Exercise details: Reproduce every line of the material below verbatim, but leave out the pictures.
— begin Supplied material —
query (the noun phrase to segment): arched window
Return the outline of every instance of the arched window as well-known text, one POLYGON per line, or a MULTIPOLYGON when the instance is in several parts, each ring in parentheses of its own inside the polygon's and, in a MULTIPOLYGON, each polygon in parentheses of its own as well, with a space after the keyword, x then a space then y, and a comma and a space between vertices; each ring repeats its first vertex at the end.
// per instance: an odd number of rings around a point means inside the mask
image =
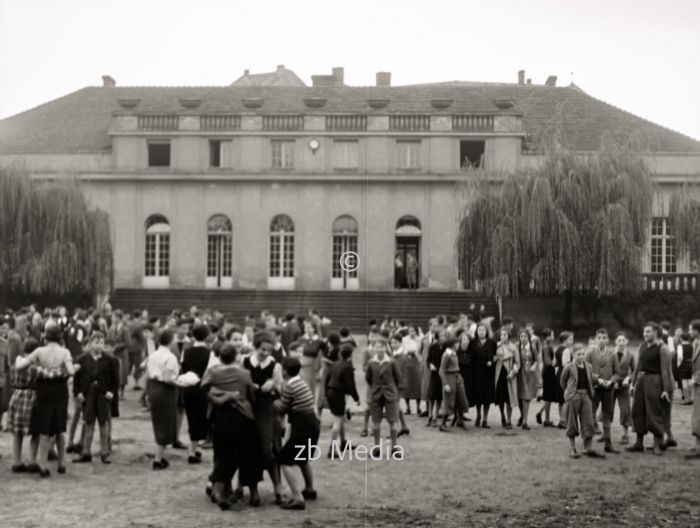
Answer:
POLYGON ((170 277, 170 223, 163 215, 146 220, 144 286, 168 286, 170 277))
POLYGON ((294 287, 294 222, 284 214, 270 223, 269 277, 273 287, 294 287))
POLYGON ((357 220, 342 215, 333 222, 333 252, 331 261, 331 288, 356 289, 357 280, 357 220), (351 256, 348 257, 347 255, 351 256))
POLYGON ((396 252, 394 254, 394 287, 417 289, 421 282, 420 271, 420 220, 415 216, 402 216, 396 222, 396 252))
POLYGON ((207 222, 207 288, 230 288, 232 284, 231 220, 214 215, 207 222))

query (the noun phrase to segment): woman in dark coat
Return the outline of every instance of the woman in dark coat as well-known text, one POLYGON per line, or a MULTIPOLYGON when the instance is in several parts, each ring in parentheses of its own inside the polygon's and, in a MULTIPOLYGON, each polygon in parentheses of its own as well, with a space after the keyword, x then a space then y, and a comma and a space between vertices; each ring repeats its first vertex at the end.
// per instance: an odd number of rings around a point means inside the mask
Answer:
POLYGON ((464 380, 464 390, 467 393, 469 406, 474 405, 474 373, 472 370, 472 340, 469 332, 459 334, 457 344, 457 361, 459 362, 459 372, 464 380))
POLYGON ((494 357, 496 343, 489 336, 488 327, 479 323, 476 327, 476 339, 472 348, 472 369, 474 380, 474 404, 476 405, 476 427, 490 429, 488 424, 489 406, 496 400, 494 387, 494 357), (481 416, 483 416, 483 421, 481 416))
POLYGON ((209 421, 207 420, 207 409, 209 400, 202 390, 201 379, 209 364, 211 351, 205 341, 209 337, 209 327, 198 325, 192 330, 194 344, 186 348, 182 355, 180 373, 194 372, 200 379, 196 385, 183 389, 183 402, 185 414, 187 415, 188 433, 190 436, 190 454, 187 462, 199 464, 202 462, 202 453, 197 449, 199 442, 204 442, 209 436, 209 421))

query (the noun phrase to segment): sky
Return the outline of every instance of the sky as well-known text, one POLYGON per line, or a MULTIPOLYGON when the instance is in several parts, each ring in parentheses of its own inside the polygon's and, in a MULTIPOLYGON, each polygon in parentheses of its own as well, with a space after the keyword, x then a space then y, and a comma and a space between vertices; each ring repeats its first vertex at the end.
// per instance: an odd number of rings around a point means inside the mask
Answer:
POLYGON ((363 86, 524 69, 700 140, 698 0, 0 0, 0 118, 105 74, 211 86, 278 64, 363 86))

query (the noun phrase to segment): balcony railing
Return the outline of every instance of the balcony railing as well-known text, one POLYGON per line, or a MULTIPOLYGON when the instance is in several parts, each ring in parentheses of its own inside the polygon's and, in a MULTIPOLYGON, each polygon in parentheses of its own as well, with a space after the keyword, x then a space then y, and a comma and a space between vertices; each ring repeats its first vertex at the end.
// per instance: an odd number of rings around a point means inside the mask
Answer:
POLYGON ((367 130, 366 115, 329 115, 326 116, 326 130, 345 132, 367 130))
POLYGON ((263 130, 304 130, 304 116, 276 115, 263 116, 263 130))
POLYGON ((139 130, 177 130, 179 117, 172 114, 140 115, 139 130))
POLYGON ((647 291, 700 291, 700 273, 643 273, 642 280, 647 291))
POLYGON ((452 130, 461 132, 491 132, 493 131, 493 116, 453 115, 452 130))
POLYGON ((203 115, 200 128, 202 130, 240 130, 241 116, 238 115, 203 115))
POLYGON ((396 115, 389 117, 389 130, 401 132, 415 132, 430 130, 430 116, 423 115, 396 115))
— end Supplied material —
Result for this exercise:
query (the noun phrase to segment): arched window
Return the outline of every instance of the arched window as well-known text, one POLYGON per line, or a MULTIPOLYGON when the instance is in several parts, each ring in parentheses of its own inside the polygon's and, in a MULTIPOLYGON, each polygon in parentheses of its own as well, with a space after the keyword, x then a space then y, and a comma and a space between vertices; each ring repeats its first vertex at the end.
// per instance: an odd number of rings around a point means inside the mask
image =
Answer:
POLYGON ((170 277, 170 223, 163 215, 146 220, 144 286, 168 286, 170 277))
POLYGON ((294 287, 294 222, 284 214, 270 223, 269 277, 273 287, 294 287))
POLYGON ((357 220, 342 215, 333 222, 333 252, 331 261, 331 288, 356 289, 357 280, 357 220), (351 256, 348 257, 347 255, 351 256))
POLYGON ((396 252, 394 254, 394 287, 417 289, 421 282, 420 271, 420 220, 415 216, 402 216, 396 222, 396 252))
POLYGON ((207 222, 207 288, 230 288, 232 284, 231 220, 214 215, 207 222))

query (the noun phrase to segment): woman in dark coat
Return the outline of every instance of the woman in dark coat as well-known text, one POLYGON per line, or a MULTIPOLYGON when the instance is in several parts, each ring in parentheses of its own inside the polygon's and, in a MULTIPOLYGON, each polygon in parentheses of its own as well, with a space after the keyword, x then a space then y, and a comma and a space between vertices; each ring repeats its first vertex at the end.
// per instance: an odd number of rings around a point means inside the mask
Answer:
POLYGON ((464 380, 464 390, 467 393, 469 406, 474 405, 474 373, 472 370, 472 340, 469 332, 459 334, 457 344, 457 361, 459 362, 459 372, 464 380))
POLYGON ((494 357, 496 343, 489 336, 488 327, 479 323, 476 327, 476 339, 472 348, 472 369, 474 380, 474 404, 476 405, 476 427, 490 429, 488 424, 489 406, 496 400, 494 387, 494 357), (481 416, 483 416, 483 421, 481 416))
POLYGON ((209 421, 207 420, 207 409, 209 400, 202 390, 201 379, 209 364, 211 351, 205 341, 209 337, 209 327, 198 325, 192 330, 194 344, 186 348, 182 355, 180 373, 194 372, 200 379, 196 385, 183 389, 183 402, 185 414, 187 415, 188 433, 190 436, 190 454, 187 462, 199 464, 202 462, 202 453, 197 449, 199 442, 204 442, 209 436, 209 421))

query (the noun phrase to segment): sky
Return the outline of every instance of the sky as well-known text, one POLYGON per line, or a MULTIPOLYGON when the instance is in several parts, each ring in parentheses of its own inside the polygon's and, in a MULTIPOLYGON, each polygon in parentheses of its own as well, with a space after the keyword, x then a space then y, and a comma and a space between vertices; each ring repeats its first vertex at the end.
// per instance: an odd number of rings around a point means inside the mask
Answer:
POLYGON ((363 86, 524 69, 700 140, 698 0, 0 0, 0 118, 105 74, 211 86, 278 64, 363 86))

query (the noun phrase to segment): balcony railing
Return the outline of every instance of the balcony railing as well-known text, one POLYGON per line, or a MULTIPOLYGON when the instance is in several parts, each ring in parentheses of its own inside the polygon's and, in a MULTIPOLYGON, each polygon in parentheses of its own as well, with a space after the keyword, x then a space then y, and a comma and a space between vertices; each ring repeats its first vertex at the end.
// per instance: an odd number of rings around a point means inside the mask
Answer:
POLYGON ((367 130, 366 115, 329 115, 326 116, 326 130, 345 132, 367 130))
POLYGON ((263 130, 304 130, 304 116, 276 115, 263 116, 263 130))
POLYGON ((139 130, 177 130, 179 117, 172 114, 140 115, 139 130))
POLYGON ((647 291, 700 291, 700 273, 643 273, 642 280, 647 291))
POLYGON ((452 130, 461 132, 491 132, 493 131, 493 116, 453 115, 452 130))
POLYGON ((203 115, 200 128, 202 130, 240 130, 241 116, 238 115, 203 115))
POLYGON ((396 115, 389 117, 389 130, 401 132, 415 132, 430 130, 430 116, 423 115, 396 115))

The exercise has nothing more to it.